[EXCERPT TO READ]:

▬▬▬▬▬▬▬▬▬▬

Code size BoF Minutes

Hi all,

Thanks to everyone who participated in the code size birds-of-a-feather today! Here are the minutes: https://docs.google.com/document/d/1kDsbFDtkWLceR-Y63ez04CBfvhbDN8RxWV3xXwaNUC0/edit?usp=sharing

The minutes are also copied below for convenience.

LLVM 2020
Code Size BoF Minutes

See also: Aditya Kumar’s talk on “Code Size Compiler Optimizations and Techniques”

Minutes- What use cases for code size are important to the LLVM community?

  • Deeply embedded devices: IoT, RISC-V

  • Memory is a large part of the cost of the chip

  • Gaming consoles

  • WebAssembly, for faster page loads

  • Mobile apps

  • Cache-limited programs on desktops, supercomputers

  • Real-time systems (both size & speed are important)

  • Find the code that isn’t on the critical path and optimize it for size

  • Or find thresholds for heuristics that are good enough for both

  • Hyperscale systems with lots of processors but only a little memory for each one

  • EMU architecture

  • Epiphany/Adapteva architecture

  • Why doesn’t -Oz do much better than -O2?

▬▬▬▬▬▬▬▬▬▬

[PROVIDED ENTRIES]:

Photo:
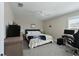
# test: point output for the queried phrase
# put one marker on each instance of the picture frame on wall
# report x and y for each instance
(33, 25)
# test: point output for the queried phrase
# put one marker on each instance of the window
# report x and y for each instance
(73, 23)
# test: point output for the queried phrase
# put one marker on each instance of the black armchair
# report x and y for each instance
(74, 42)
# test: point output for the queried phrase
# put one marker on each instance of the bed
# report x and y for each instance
(36, 38)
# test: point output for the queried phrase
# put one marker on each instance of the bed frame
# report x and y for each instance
(31, 30)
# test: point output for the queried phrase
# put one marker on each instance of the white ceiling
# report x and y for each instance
(43, 10)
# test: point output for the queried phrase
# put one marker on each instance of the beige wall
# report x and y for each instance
(8, 15)
(26, 23)
(2, 28)
(58, 24)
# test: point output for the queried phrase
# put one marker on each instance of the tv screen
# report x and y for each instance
(69, 32)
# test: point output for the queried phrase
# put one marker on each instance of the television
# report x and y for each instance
(71, 32)
(13, 31)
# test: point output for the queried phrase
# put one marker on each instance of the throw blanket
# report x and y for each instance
(42, 37)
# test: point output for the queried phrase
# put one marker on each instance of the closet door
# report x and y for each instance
(2, 28)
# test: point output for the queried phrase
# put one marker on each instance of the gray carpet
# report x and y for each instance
(51, 49)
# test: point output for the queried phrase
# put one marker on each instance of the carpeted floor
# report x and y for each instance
(51, 49)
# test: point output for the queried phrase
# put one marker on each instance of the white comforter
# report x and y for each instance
(36, 41)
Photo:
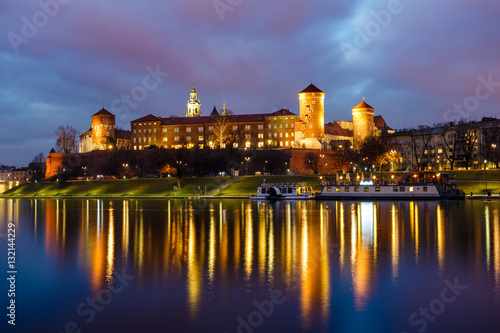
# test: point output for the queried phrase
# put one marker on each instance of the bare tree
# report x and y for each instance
(67, 139)
(222, 129)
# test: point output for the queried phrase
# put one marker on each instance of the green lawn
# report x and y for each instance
(128, 187)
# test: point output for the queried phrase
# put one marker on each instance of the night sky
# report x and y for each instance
(412, 60)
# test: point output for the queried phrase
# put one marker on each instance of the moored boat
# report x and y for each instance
(417, 185)
(284, 191)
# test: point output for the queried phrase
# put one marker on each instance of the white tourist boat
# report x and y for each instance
(417, 185)
(284, 191)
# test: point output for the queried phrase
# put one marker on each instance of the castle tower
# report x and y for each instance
(362, 119)
(312, 112)
(103, 130)
(194, 105)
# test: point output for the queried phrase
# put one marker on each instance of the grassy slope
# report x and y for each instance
(469, 181)
(135, 187)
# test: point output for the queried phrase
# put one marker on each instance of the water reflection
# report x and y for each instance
(305, 248)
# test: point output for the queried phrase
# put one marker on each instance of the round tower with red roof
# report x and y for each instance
(103, 130)
(312, 112)
(362, 119)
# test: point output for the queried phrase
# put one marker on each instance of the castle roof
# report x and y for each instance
(149, 117)
(282, 112)
(214, 112)
(363, 105)
(380, 123)
(336, 129)
(311, 88)
(103, 112)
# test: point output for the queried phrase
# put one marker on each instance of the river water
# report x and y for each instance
(106, 265)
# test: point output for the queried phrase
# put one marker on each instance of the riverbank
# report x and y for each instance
(208, 187)
(479, 183)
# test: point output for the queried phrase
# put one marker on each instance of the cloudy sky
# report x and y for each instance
(416, 62)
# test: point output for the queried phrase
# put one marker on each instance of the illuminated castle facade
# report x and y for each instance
(223, 128)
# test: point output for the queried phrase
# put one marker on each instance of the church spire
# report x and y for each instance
(193, 105)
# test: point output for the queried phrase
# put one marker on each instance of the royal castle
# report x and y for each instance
(226, 129)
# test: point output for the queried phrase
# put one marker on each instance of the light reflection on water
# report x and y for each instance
(312, 250)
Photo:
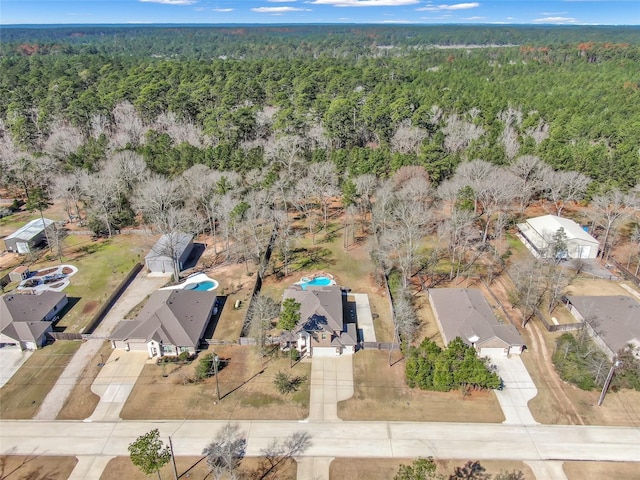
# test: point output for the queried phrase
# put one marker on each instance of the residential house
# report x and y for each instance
(613, 320)
(26, 319)
(171, 322)
(28, 237)
(465, 313)
(322, 329)
(537, 235)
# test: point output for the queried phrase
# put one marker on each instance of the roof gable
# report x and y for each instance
(175, 317)
(465, 313)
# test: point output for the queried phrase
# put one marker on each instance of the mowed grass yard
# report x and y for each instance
(384, 468)
(82, 401)
(246, 388)
(22, 395)
(351, 268)
(102, 265)
(36, 467)
(381, 394)
(192, 467)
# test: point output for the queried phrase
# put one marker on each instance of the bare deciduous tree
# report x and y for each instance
(226, 451)
(564, 187)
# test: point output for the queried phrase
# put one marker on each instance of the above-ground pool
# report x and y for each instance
(316, 282)
(198, 281)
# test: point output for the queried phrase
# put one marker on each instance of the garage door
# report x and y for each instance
(325, 352)
(492, 352)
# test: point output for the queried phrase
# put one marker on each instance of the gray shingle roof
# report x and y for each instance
(26, 308)
(465, 313)
(173, 317)
(616, 318)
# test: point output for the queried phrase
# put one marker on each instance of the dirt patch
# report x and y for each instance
(36, 467)
(89, 307)
(384, 469)
(188, 467)
(382, 394)
(246, 388)
(600, 470)
(561, 403)
(81, 402)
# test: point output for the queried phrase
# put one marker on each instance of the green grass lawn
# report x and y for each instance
(23, 394)
(102, 265)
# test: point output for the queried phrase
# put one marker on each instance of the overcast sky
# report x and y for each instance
(559, 12)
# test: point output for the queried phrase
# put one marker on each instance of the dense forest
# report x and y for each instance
(576, 106)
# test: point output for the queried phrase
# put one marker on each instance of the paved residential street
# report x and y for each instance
(339, 439)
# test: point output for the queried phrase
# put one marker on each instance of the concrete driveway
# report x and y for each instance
(115, 382)
(11, 359)
(366, 332)
(331, 382)
(140, 287)
(517, 391)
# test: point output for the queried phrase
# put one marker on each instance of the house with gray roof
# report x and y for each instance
(26, 319)
(322, 329)
(28, 237)
(613, 320)
(171, 322)
(465, 313)
(537, 235)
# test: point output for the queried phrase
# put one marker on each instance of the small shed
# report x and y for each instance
(28, 236)
(537, 234)
(173, 245)
(19, 274)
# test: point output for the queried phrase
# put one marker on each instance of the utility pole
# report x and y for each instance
(173, 460)
(607, 382)
(215, 370)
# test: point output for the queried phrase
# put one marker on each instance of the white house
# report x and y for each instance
(465, 313)
(171, 322)
(26, 319)
(612, 320)
(175, 245)
(537, 234)
(322, 330)
(28, 236)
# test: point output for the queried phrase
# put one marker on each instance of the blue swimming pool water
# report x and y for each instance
(202, 286)
(317, 282)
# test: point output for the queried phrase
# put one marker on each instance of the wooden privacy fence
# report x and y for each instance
(106, 306)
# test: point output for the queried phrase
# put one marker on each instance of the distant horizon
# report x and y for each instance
(321, 12)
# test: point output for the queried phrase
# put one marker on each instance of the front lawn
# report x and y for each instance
(381, 394)
(246, 389)
(23, 394)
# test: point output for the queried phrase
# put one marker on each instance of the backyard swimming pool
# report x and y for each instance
(202, 286)
(316, 282)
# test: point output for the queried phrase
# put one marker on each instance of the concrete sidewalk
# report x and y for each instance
(137, 291)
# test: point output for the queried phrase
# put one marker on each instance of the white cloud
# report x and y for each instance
(555, 20)
(170, 2)
(455, 6)
(365, 3)
(279, 10)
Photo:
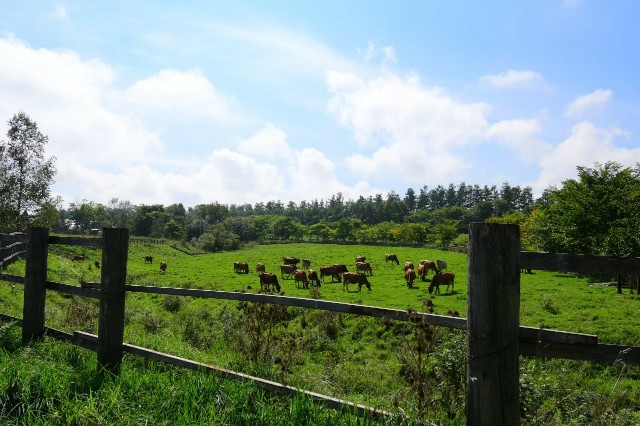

▬▬▬▬▬▬▬▬▬▬

[EXERCISE TASKS]:
[1] Answer these questions about the code size minutes:
(a) According to the list of use cases, why does code size matter for WebAssembly?
(b) Whose talk is mentioned under "See also"?
(c) Which two architectures are listed by name after the hyperscale systems?
[2] Extract every line of the listing that contains the string "castle", treating uppercase and lowercase as different.
The listing is unrelated to the code size minutes.

[SOLUTIONS]:
[1]
(a) For faster page loads.
(b) Aditya Kumar's talk, "Code Size Compiler Optimizations and Techniques."
(c) The EMU architecture and the Epiphany/Adapteva architecture.

[2]
# put one marker on each instance of the castle tower
# put one marker on each instance of the castle roof
# put one marker on each instance of the illuminated castle facade
# put one marker on each instance of the royal castle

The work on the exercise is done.